(Point-per-instance localization data)
########
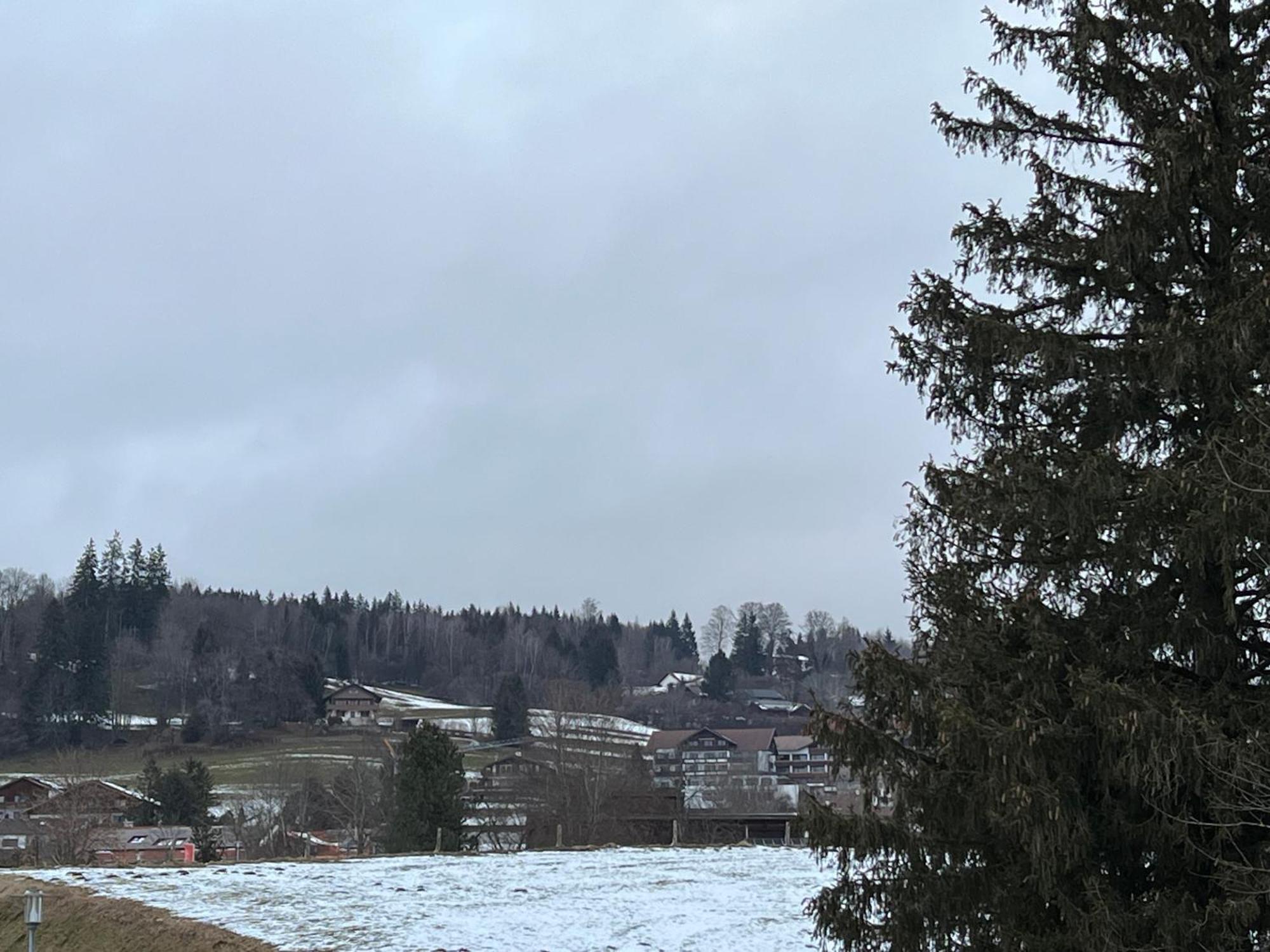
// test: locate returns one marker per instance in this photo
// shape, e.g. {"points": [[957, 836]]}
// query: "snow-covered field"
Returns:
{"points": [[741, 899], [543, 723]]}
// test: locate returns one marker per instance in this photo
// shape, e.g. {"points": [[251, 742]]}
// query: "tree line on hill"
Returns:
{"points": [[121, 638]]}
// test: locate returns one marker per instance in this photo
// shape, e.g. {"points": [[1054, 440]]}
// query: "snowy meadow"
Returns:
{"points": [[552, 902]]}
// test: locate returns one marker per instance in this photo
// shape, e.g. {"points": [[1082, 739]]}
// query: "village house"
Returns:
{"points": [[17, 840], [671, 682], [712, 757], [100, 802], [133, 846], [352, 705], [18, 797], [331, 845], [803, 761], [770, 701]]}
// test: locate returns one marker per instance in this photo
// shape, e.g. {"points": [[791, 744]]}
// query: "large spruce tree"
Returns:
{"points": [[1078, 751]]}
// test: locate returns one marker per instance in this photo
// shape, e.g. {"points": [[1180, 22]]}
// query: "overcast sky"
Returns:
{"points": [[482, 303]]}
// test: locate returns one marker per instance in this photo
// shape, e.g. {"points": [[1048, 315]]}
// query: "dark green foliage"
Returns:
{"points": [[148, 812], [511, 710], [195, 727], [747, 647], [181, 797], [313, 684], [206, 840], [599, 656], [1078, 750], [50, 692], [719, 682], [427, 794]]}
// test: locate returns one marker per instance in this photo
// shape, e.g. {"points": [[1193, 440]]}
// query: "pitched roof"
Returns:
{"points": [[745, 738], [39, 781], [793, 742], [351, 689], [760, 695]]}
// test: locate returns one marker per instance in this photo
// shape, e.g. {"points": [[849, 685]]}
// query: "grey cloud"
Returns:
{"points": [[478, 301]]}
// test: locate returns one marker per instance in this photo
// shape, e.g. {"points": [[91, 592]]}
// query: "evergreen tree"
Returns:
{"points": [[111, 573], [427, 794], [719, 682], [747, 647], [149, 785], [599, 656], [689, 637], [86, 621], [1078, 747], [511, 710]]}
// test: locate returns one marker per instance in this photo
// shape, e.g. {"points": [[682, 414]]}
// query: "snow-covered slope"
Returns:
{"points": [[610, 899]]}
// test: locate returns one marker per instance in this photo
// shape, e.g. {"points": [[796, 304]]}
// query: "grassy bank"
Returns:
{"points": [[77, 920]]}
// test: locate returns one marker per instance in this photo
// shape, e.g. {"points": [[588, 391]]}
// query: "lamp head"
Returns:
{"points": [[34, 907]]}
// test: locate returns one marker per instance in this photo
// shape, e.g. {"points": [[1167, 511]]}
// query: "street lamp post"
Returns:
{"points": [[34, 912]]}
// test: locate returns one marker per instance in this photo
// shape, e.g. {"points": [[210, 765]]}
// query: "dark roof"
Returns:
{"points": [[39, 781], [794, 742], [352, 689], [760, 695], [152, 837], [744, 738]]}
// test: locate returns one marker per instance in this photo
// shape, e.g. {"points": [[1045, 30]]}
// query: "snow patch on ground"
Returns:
########
Work to complete: Only the number is wanted. Count the lines above that include the word "lamp".

Solution below: 2